** TASK INSTRUCTIONS **
List every line in the entries below that contains the word "breakfast", copying each such line in full. Case counts, so only matches with the same capitalization qualify.

Dataset excerpts on pointing to objects

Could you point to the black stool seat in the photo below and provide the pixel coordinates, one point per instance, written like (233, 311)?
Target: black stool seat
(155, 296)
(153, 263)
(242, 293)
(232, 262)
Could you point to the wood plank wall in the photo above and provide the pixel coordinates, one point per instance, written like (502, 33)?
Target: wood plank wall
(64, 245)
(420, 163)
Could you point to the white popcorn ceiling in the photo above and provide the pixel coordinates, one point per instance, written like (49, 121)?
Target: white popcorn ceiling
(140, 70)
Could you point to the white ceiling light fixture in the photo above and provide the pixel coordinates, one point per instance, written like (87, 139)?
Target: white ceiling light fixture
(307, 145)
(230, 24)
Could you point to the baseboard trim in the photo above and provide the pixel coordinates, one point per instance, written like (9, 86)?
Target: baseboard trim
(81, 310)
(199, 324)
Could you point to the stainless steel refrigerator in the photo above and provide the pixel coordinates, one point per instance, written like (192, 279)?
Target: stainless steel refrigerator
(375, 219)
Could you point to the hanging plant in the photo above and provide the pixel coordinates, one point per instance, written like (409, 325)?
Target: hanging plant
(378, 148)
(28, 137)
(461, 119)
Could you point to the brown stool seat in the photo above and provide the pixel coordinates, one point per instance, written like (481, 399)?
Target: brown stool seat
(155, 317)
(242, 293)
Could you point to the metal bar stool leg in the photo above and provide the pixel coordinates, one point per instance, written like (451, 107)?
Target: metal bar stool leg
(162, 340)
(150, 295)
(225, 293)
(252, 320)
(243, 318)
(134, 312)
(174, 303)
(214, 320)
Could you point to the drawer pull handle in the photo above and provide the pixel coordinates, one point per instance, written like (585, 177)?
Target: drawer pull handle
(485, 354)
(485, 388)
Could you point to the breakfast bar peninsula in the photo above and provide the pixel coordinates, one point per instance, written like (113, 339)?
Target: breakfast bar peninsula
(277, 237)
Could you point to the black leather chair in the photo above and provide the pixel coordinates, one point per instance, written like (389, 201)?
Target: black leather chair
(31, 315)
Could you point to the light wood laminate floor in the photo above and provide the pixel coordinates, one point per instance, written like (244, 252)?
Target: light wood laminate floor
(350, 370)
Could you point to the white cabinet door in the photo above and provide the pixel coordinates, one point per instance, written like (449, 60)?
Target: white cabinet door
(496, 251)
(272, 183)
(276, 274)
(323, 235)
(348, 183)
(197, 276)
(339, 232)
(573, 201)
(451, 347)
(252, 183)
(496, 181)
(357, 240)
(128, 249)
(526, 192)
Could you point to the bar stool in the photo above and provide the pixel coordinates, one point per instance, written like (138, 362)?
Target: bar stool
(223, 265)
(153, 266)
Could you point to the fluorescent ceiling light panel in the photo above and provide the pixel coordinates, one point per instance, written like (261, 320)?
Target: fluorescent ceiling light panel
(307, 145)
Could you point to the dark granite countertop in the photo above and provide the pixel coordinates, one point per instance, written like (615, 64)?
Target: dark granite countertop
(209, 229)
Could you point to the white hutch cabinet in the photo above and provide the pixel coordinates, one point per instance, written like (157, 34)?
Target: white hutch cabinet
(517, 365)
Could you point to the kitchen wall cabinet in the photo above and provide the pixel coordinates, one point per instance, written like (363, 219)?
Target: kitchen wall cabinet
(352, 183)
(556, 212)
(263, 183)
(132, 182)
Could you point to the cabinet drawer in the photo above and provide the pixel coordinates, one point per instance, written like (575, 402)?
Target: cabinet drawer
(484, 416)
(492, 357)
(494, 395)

...

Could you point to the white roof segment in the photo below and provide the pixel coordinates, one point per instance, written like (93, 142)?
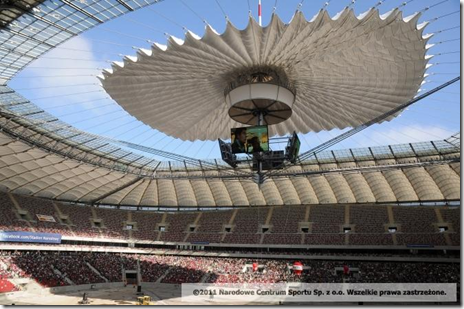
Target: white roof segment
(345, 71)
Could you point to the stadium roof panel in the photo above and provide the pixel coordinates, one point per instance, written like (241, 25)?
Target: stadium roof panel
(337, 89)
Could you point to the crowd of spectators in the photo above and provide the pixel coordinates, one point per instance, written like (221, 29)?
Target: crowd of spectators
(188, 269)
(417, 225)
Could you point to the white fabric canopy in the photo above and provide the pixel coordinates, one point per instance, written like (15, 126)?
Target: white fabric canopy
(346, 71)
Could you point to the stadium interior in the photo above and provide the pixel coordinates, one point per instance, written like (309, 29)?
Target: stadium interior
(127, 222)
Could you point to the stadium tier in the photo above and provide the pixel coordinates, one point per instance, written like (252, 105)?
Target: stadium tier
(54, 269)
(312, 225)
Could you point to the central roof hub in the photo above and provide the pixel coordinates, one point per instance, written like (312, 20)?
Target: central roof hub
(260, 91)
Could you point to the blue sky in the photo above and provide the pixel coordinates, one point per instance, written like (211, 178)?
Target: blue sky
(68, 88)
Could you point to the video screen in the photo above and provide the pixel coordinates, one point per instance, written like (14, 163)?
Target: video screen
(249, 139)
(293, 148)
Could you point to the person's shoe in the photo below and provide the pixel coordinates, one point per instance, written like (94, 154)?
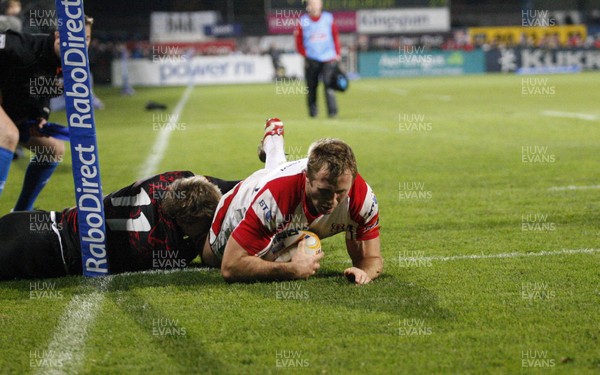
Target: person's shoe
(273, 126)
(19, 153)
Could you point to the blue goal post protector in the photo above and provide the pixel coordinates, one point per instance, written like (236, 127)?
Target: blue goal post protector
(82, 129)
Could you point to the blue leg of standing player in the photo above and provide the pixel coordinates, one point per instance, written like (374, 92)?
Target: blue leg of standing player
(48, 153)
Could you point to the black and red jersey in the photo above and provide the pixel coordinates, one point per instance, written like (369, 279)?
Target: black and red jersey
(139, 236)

...

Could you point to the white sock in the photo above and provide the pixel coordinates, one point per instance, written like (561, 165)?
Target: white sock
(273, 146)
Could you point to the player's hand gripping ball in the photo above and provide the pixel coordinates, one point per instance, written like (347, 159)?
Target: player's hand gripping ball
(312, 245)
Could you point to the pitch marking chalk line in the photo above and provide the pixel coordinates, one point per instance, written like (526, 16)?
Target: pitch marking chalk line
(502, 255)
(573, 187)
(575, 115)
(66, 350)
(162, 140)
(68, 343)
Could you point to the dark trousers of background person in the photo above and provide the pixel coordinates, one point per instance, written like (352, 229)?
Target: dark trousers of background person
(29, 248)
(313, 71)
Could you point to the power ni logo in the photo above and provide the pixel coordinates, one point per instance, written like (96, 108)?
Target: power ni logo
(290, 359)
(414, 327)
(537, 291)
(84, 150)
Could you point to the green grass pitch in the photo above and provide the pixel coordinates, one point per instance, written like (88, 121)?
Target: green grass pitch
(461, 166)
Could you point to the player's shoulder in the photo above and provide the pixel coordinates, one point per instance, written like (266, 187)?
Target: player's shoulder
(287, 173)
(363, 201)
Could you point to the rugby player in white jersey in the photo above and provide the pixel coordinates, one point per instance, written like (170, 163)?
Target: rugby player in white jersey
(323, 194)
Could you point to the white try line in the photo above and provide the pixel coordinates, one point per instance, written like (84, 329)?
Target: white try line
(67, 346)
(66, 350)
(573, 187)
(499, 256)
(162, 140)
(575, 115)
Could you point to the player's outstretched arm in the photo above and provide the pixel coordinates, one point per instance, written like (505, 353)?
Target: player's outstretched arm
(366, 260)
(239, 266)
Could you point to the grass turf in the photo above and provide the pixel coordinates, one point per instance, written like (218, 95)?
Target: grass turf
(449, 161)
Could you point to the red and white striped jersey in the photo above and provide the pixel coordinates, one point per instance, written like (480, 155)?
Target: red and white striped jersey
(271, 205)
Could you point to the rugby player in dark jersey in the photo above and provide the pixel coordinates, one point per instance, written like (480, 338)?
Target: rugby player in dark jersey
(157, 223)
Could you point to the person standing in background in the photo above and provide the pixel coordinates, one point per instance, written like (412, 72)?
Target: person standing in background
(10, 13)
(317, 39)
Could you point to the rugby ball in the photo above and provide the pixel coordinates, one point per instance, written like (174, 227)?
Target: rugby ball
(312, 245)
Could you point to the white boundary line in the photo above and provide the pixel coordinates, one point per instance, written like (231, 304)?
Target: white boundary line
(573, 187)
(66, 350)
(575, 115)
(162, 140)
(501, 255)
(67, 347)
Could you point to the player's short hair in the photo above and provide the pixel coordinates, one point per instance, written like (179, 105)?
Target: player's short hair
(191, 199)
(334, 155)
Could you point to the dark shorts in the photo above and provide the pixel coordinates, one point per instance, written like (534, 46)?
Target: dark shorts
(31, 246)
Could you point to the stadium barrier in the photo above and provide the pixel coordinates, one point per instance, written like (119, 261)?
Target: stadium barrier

** THE ANSWER **
Could you point to the breakfast bar peninsula in the photo above and provide the pixel coordinates, one point per instance, written like (113, 339)?
Target: breakfast bar peninsula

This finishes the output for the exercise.